"""
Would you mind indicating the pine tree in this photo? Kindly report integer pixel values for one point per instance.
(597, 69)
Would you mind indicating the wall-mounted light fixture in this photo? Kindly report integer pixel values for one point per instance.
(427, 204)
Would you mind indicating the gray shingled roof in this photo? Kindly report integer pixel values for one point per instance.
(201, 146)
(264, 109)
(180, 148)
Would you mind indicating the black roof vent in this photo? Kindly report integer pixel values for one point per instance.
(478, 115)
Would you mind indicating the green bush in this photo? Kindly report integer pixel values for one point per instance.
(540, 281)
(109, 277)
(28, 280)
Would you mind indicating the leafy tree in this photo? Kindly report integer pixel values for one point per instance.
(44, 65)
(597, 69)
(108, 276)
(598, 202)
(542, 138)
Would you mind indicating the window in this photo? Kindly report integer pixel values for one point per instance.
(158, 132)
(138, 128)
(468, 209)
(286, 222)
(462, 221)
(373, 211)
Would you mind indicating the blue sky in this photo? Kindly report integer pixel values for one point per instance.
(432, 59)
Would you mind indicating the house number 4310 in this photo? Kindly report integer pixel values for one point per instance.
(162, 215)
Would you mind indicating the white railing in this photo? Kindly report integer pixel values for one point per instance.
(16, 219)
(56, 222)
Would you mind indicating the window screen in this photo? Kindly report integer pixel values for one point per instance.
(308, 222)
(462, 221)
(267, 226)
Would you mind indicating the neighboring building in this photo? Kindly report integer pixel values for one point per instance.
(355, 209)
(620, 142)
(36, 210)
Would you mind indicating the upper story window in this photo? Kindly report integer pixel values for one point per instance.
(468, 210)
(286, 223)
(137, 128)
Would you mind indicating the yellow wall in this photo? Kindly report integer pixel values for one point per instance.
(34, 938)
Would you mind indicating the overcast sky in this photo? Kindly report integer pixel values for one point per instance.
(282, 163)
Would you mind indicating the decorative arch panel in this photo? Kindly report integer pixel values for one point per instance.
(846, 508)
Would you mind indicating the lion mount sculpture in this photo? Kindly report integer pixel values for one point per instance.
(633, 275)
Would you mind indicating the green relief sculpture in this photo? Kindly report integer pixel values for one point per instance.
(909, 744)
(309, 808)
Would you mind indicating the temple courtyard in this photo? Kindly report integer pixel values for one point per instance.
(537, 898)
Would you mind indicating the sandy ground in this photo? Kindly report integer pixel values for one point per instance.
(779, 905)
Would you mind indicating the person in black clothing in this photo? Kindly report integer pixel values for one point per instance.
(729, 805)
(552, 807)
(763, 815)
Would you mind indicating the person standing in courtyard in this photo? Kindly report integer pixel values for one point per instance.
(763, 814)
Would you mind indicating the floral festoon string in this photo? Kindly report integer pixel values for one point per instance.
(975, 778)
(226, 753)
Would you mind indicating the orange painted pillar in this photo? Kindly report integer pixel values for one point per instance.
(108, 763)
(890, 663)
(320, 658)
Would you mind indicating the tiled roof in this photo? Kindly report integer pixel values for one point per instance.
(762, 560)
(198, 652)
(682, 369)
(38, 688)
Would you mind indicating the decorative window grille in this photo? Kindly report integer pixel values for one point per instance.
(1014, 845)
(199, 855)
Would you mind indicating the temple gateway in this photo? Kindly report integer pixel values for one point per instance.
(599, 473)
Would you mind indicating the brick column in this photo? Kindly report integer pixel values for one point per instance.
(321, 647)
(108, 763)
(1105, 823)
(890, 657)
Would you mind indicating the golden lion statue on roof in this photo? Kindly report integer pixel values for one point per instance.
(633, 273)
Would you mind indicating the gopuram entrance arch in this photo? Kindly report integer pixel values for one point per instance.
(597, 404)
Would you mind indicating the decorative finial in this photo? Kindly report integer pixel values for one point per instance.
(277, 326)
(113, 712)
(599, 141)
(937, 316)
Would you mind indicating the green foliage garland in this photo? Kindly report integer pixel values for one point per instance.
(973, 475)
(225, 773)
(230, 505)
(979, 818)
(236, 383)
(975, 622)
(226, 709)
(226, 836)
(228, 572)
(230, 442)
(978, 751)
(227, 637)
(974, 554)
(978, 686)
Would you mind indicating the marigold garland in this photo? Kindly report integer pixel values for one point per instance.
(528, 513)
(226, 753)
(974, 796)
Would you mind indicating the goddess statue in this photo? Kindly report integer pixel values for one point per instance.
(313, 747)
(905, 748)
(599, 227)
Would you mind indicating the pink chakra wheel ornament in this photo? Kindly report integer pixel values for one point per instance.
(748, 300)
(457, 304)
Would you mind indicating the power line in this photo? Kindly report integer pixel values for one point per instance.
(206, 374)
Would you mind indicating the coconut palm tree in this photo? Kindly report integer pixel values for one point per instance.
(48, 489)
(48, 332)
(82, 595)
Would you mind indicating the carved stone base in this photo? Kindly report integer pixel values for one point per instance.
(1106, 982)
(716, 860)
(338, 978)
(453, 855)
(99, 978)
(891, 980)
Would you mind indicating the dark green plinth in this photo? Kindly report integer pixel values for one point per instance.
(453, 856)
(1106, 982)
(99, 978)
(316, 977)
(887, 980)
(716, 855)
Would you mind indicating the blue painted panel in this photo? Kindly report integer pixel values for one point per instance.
"""
* _EXERCISE_: Retype the whole of the listing. Nothing may be altered or omitted.

* _EXERCISE OUTPUT_:
Would you mind indicating the pine tree in this photo? Kindly report integer pixel values for one point per instance.
(597, 69)
Would you mind indicating the wall-mounted light fixture in this photo? Kindly report integer pixel values for one point per instance.
(427, 204)
Would you mind indicating the gray shingled roof in this photo? Kindly report integer pixel values for one point per instance.
(201, 146)
(264, 109)
(180, 148)
Would you mind indicating the black roof vent in this photo? Kindly report integer pixel values for one point per instance.
(478, 115)
Would you mind indicating the green bush in this photo? Kindly report integer pixel values for one point per instance.
(540, 281)
(109, 277)
(28, 280)
Would you mind indicating the leafy tree in this photo? Kindly report integer pixel values for one point per instance.
(44, 65)
(597, 69)
(108, 276)
(598, 202)
(542, 138)
Would you mind indicating the window in this photo? Kindly report integer pixel values for one point per instance.
(158, 132)
(138, 128)
(468, 209)
(286, 222)
(462, 221)
(373, 211)
Would you mind indicating the blue sky in this photo? Kindly report integer pixel values for one point per instance.
(432, 59)
Would you mind indicating the house number 4310 in this photo? Kindly report integer pixel values for one point per instance.
(162, 215)
Would you mind indicating the white railing in this photo? Kindly report integer pixel values for one point per instance.
(16, 219)
(56, 222)
Would you mind indicating the window screen in this photo? Kindly report integer pixel values for one point per instance.
(308, 222)
(462, 221)
(267, 226)
Would you mind indicating the neighboring building in this photo? Kindly report integer pixel values for one point per instance.
(355, 209)
(620, 142)
(36, 210)
Would you mind indicating the upper story window in this photo? Kindly report integer pixel values for one point per instance.
(468, 210)
(286, 223)
(137, 128)
Would you mind indicating the yellow wall in this photo? Kindly report integer pixel values for one point per instance.
(34, 938)
Would you mind indicating the overcast sky in this photo? Kindly report integer pixel values for one point per instance.
(282, 163)
Would you mind indicating the decorative arch panel in this photo? Kindly report integer pixel values for one point per instance.
(846, 508)
Would you mind indicating the lion mount sculpture in this photo? Kindly report integer pixel values for one point per instance.
(633, 275)
Would you mind indicating the green relief sculpture in this photo? Kindly report integer pixel values for one point per instance.
(909, 744)
(309, 808)
Would you mind indicating the temple courtyard in this photo? Kindly report integer pixel values for one point per instance.
(537, 898)
Would you mind indicating the sandy ground in this photo? Kindly report integer pixel values for one point per instance.
(779, 905)
Would you mind indicating the person in black clothing in this photo? Kindly report integer pixel values for one point per instance.
(729, 805)
(552, 807)
(763, 815)
Would you mind indicating the person standing in courtyard in this photo? Kindly report integer pixel values for one point per instance.
(763, 814)
Would you mind indicating the floral festoon string in this photo? Kindly report integer pixel values for one point per instance.
(975, 778)
(226, 753)
Would you mind indicating the orange painted pillar in this photo? Kindly report integer pixel values for one point per instance.
(108, 763)
(890, 663)
(320, 658)
Would you mind indicating the tiled roof in this photo? Kindly report integer pixel values for one point per instance.
(762, 560)
(198, 652)
(682, 369)
(38, 688)
Would you mind indicating the decorative window grille in this photo? Kindly report integer pixel values for one point per instance.
(1014, 845)
(199, 855)
Would you mind indicating the temple gateway in this photo? Kindly report integer pixel values for one point per instance.
(599, 473)
Would you mind indicating the brick column in this photo? Kindly report integer pixel values for one point per instance.
(321, 647)
(108, 763)
(1105, 823)
(890, 657)
Would you mind indicating the golden lion statue on roof in this photo? Kindly report integer pixel values for one point per instance.
(633, 273)
Would you mind indicating the gopuram entrance arch in this photo? Kindly report integer pixel values for one point per instance.
(597, 404)
Would you mind indicating the decorative finial in this photo? Kindly report integer pixel values for one point per instance.
(277, 326)
(113, 712)
(599, 141)
(937, 316)
Would you mind indicating the green foliage garland in this photo? Kindly report integer pixel values for one point per instance.
(973, 475)
(225, 773)
(230, 505)
(979, 818)
(236, 383)
(975, 622)
(226, 709)
(226, 836)
(228, 572)
(230, 442)
(978, 751)
(227, 637)
(974, 554)
(978, 686)
Would you mind indicating the marigold garland in this photo? Kindly report integer pixel values for one point per instance.
(528, 513)
(226, 753)
(974, 796)
Would you mind indicating the goddess statue in this photo? Kindly report integer pixel values for one point per instance.
(313, 747)
(905, 748)
(599, 227)
Would you mind indicating the pink chakra wheel ornament in this photo? Kindly report integer pixel values for one point per instance.
(748, 300)
(457, 304)
Would you mind indicating the power line in this photo? Kindly report integer pixel values for one point per instance.
(206, 374)
Would you mind indicating the coconut palm tree in this photo? Kindly report integer pixel values for one point per instance.
(48, 489)
(48, 332)
(82, 595)
Would you mind indicating the carved stone base in this photo? Kindly report integer pixel values for one point per instance.
(1106, 982)
(716, 860)
(338, 978)
(453, 855)
(99, 978)
(891, 980)
Would you mind indicating the dark green plinth in this photo? Kindly report integer pixel values for one point per instance.
(453, 856)
(1106, 982)
(99, 978)
(316, 977)
(887, 980)
(716, 855)
Would you mind indicating the blue painted panel in this photo? Kindly report integer pixel values for one point per instance.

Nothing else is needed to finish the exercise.